> **STATED EXERCISE**
Can you rewrite all of the material below, swapping "This sample shows the layout" for "The format is illustrated here" wherever it occurs and changing nothing else?

(Records from a data source)

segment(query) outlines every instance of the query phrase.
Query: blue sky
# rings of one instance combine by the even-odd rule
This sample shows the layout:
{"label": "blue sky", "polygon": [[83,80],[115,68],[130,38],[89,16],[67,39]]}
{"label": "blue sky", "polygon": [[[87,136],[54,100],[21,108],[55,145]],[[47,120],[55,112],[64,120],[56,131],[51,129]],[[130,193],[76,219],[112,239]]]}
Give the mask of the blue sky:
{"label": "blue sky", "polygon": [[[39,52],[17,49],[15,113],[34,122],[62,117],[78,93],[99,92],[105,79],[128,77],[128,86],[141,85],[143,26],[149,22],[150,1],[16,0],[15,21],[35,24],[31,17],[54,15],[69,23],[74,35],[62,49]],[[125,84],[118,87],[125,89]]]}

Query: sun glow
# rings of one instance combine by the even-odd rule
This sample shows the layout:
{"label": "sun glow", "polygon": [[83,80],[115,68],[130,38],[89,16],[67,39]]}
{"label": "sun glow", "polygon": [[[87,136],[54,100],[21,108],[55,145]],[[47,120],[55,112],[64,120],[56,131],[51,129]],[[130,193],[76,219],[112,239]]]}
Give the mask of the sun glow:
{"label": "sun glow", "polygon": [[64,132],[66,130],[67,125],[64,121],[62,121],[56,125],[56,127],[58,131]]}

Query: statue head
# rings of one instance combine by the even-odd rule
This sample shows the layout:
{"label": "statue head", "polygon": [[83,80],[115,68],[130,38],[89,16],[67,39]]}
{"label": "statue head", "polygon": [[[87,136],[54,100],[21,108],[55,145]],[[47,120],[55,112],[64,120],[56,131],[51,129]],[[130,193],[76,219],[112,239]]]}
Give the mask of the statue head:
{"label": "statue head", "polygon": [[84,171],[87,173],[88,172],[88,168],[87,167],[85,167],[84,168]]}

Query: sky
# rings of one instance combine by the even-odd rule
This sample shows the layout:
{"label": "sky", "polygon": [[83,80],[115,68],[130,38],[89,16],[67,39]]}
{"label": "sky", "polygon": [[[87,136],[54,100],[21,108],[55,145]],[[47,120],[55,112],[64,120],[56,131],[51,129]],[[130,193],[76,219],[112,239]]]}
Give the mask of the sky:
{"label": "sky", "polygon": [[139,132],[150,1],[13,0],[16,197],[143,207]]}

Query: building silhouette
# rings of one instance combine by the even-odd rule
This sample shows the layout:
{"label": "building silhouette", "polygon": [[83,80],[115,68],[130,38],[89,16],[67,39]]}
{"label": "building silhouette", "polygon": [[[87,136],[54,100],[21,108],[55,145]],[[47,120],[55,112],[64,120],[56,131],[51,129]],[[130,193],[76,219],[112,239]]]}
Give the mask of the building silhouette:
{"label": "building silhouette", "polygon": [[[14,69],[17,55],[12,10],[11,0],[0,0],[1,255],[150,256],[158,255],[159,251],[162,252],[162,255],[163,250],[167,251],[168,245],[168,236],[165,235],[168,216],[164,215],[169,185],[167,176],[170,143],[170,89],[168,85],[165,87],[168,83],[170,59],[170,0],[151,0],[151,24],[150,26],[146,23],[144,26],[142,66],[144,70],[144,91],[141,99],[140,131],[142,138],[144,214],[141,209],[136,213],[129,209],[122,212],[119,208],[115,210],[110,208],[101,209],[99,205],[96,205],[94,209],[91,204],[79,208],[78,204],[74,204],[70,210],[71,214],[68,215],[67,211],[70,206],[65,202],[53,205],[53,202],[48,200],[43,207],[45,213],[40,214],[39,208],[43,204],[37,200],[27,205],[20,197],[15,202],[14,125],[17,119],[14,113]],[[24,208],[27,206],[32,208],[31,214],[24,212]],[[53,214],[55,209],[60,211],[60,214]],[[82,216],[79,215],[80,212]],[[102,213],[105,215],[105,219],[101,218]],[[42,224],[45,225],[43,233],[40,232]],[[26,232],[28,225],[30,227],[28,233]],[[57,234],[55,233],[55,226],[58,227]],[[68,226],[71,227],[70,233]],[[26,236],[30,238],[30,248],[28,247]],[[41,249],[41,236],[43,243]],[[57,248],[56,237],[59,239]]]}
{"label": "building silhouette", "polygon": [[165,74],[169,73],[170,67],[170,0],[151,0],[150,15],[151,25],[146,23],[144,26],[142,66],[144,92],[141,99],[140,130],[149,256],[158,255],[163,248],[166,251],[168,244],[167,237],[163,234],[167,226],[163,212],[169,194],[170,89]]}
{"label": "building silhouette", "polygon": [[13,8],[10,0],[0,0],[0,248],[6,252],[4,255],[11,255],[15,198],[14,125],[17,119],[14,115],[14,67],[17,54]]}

> **SOLUTION**
segment(query) outlines every instance of the query phrase.
Query: blue sky
# rings of one instance combine by the even-odd rule
The format is illustrated here:
{"label": "blue sky", "polygon": [[83,80],[115,68],[130,38],[89,16],[67,39]]}
{"label": "blue sky", "polygon": [[[87,136],[54,100],[21,108],[55,145]],[[47,120],[55,112],[64,120],[56,131],[51,129]],[[130,193],[76,219],[112,239]]]}
Give the mask of the blue sky:
{"label": "blue sky", "polygon": [[[39,52],[17,49],[15,113],[34,122],[62,117],[78,93],[99,92],[105,79],[128,77],[128,86],[141,85],[143,26],[149,22],[150,1],[16,0],[15,21],[35,24],[31,17],[54,15],[69,23],[74,35],[62,49]],[[125,84],[118,87],[125,89]]]}

Query: sun glow
# rings of one instance combine by the even-odd rule
The format is illustrated here:
{"label": "sun glow", "polygon": [[83,80],[115,68],[130,38],[89,16],[67,39]]}
{"label": "sun glow", "polygon": [[[87,136],[54,100],[21,108],[55,145]],[[47,120],[55,112],[64,120],[56,131],[51,129]],[[130,193],[76,219],[112,239]]]}
Give the mask of the sun glow:
{"label": "sun glow", "polygon": [[64,132],[66,130],[67,125],[64,121],[62,121],[56,125],[56,127],[58,131]]}

Query: statue head
# rings of one instance combine by the even-odd rule
The format is illustrated here:
{"label": "statue head", "polygon": [[83,80],[115,68],[130,38],[89,16],[67,39]]}
{"label": "statue head", "polygon": [[[87,136],[54,100],[21,108],[55,145]],[[47,120],[55,112],[64,120],[56,131],[51,129]],[[130,193],[76,219],[112,239]]]}
Give the mask of the statue head:
{"label": "statue head", "polygon": [[84,171],[87,173],[88,172],[88,168],[87,167],[85,167],[84,168]]}

Query: sky
# rings of one instance combine by the even-odd rule
The format is illustrated here:
{"label": "sky", "polygon": [[83,80],[115,68],[130,38],[89,16],[67,39]]}
{"label": "sky", "polygon": [[[87,136],[54,100],[21,108],[55,145]],[[47,120],[55,112],[64,120],[56,131],[51,129]],[[130,193],[76,219],[112,239]]]}
Give the mask of the sky:
{"label": "sky", "polygon": [[139,132],[150,1],[13,0],[16,197],[143,207]]}

Query: building silhouette
# rings of one instance combine by the even-odd rule
The format is illustrated here:
{"label": "building silhouette", "polygon": [[83,80],[115,68],[130,38],[89,16],[67,39]]}
{"label": "building silhouette", "polygon": [[[87,136],[54,100],[21,108],[55,145]],[[47,120],[55,112],[64,120],[56,131],[51,129]],[[130,193],[76,219],[112,239]]]}
Give the mask of the building silhouette:
{"label": "building silhouette", "polygon": [[[14,69],[17,55],[12,10],[11,0],[0,0],[1,255],[150,256],[158,255],[159,251],[162,252],[162,255],[163,250],[167,251],[168,245],[168,236],[165,235],[168,216],[164,215],[169,185],[167,176],[170,143],[170,89],[168,85],[165,87],[168,83],[170,59],[170,0],[151,0],[151,24],[150,26],[146,23],[144,26],[142,66],[144,70],[144,91],[141,99],[140,131],[142,138],[144,214],[141,209],[136,213],[129,209],[122,212],[119,208],[115,210],[110,208],[101,209],[99,205],[96,205],[94,209],[91,204],[79,208],[78,204],[74,204],[70,210],[71,214],[68,215],[67,211],[70,206],[65,202],[53,205],[53,202],[48,200],[43,207],[45,213],[40,214],[39,208],[43,204],[37,200],[27,205],[20,197],[15,202],[14,125],[17,119],[14,113]],[[24,208],[27,206],[32,208],[31,214],[24,212]],[[53,214],[55,209],[60,211],[60,214]],[[82,216],[79,215],[80,212]],[[102,213],[105,215],[105,219],[101,218]],[[42,224],[45,225],[43,233],[40,232]],[[26,232],[28,225],[30,227],[28,233]],[[57,234],[55,233],[55,226],[58,227]],[[68,226],[71,227],[70,233]],[[26,236],[30,238],[30,248],[28,247]],[[41,249],[41,236],[43,243]],[[57,248],[56,237],[59,239]]]}
{"label": "building silhouette", "polygon": [[165,74],[169,73],[170,67],[170,0],[151,0],[150,15],[151,25],[146,23],[144,26],[142,66],[144,92],[141,99],[140,130],[149,256],[158,255],[163,248],[166,251],[168,244],[167,237],[163,234],[167,226],[163,212],[169,194],[170,89]]}
{"label": "building silhouette", "polygon": [[13,8],[10,0],[0,0],[0,248],[6,252],[4,255],[11,255],[15,198],[14,125],[17,119],[14,115],[14,67],[17,54]]}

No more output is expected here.